▶ _REQUEST_
Can you output the records below exactly as they are written?

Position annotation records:
______

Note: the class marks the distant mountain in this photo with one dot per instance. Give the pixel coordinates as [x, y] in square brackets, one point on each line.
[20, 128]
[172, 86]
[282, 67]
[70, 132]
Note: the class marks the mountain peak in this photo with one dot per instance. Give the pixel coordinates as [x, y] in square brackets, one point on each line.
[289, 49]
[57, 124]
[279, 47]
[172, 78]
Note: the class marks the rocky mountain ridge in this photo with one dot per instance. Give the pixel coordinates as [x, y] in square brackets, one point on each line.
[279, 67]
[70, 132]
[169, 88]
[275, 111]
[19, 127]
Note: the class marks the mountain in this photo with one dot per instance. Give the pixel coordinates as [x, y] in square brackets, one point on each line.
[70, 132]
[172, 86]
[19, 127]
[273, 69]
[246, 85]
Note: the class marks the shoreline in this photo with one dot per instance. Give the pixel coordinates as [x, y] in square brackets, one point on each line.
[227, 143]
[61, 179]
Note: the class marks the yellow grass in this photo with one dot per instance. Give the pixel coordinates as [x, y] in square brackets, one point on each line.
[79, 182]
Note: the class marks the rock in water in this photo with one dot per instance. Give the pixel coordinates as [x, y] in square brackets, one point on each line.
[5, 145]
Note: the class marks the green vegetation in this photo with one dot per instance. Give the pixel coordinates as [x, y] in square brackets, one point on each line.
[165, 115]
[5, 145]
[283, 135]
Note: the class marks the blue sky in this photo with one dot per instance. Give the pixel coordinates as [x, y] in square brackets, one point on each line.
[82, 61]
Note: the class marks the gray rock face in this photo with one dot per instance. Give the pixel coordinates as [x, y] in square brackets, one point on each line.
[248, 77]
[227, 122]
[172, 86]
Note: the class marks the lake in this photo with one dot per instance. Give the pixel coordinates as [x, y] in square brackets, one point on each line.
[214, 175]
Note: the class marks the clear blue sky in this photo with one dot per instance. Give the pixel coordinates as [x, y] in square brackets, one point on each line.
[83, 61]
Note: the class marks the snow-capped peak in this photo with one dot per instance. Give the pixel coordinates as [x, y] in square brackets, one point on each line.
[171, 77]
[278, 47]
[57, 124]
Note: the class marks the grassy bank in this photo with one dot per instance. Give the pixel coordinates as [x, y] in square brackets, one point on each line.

______

▶ _EXERCISE RESPONSE_
Note: the class marks the distant mountain in this photo with one dot per instance. Give the pixel coordinates as [x, y] in square brackets, one point on each line.
[20, 128]
[172, 86]
[282, 67]
[70, 132]
Note: the class marks the mountain peak in this photo with one dot per instance. Give the pixel coordinates as [x, y] in square brackets, one point on each line.
[289, 49]
[57, 124]
[279, 47]
[172, 78]
Note: the class marks the rocky mountain ridge in this photo with one dot per instance. Give the pixel coordinates as [x, y] in square brackets, one point on each line.
[279, 67]
[70, 132]
[169, 88]
[275, 111]
[19, 127]
Note: the class marks the mountain in this photo with one dot per instance. Give the pixel coordinates as [x, y] in square brackets, one point on each line.
[70, 132]
[172, 86]
[19, 127]
[273, 69]
[246, 85]
Note: the class marks the shoreline in this photo with one dot per instance. Give the pixel coordinates as [x, y] in square brackets, one point on each line.
[227, 143]
[61, 179]
Note: the class marks the yellow grass in this photo with one dot per instance. Give the pixel coordinates as [x, y] in square brackets, one point on each line.
[79, 182]
Note: the class marks the rock in water in this photo with one dot per instance. Give the pixel coordinates as [x, y] in square brackets, one point on each line.
[5, 145]
Note: the class marks the green vegetation in this photo with one dot per instance. Give the pixel coordinates as [x, y] in square brackets, one point on each line.
[165, 115]
[5, 145]
[283, 135]
Note: the class marks the blue sky in this photo with one dot per instance. Give the pixel coordinates as [x, y] in square brackets, one point on each line.
[82, 61]
Note: the class marks the gray rock face in this photo with one dot per instance. Give the pixel coordinates as [x, y] in square brackets, one point on each line.
[248, 77]
[227, 122]
[172, 86]
Note: the class marks the lake in this photo with one dot per instance. Give the pixel coordinates as [x, y] in square brackets, one point on each line.
[214, 175]
Note: the class marks the clear blue sky in this photo with one dot per instance. Give the pixel coordinates as [x, y] in square brackets, one point on each line.
[83, 61]
Note: the class marks the snow-capped peak in this photo with one dot per instance. Give the pixel coordinates as [x, y] in square brackets, one point on each line.
[171, 77]
[278, 47]
[57, 124]
Note: the class marks the grassy bank in this photo with one dot per instance. Give the pixel coordinates as [x, y] in square brackets, one point on each line.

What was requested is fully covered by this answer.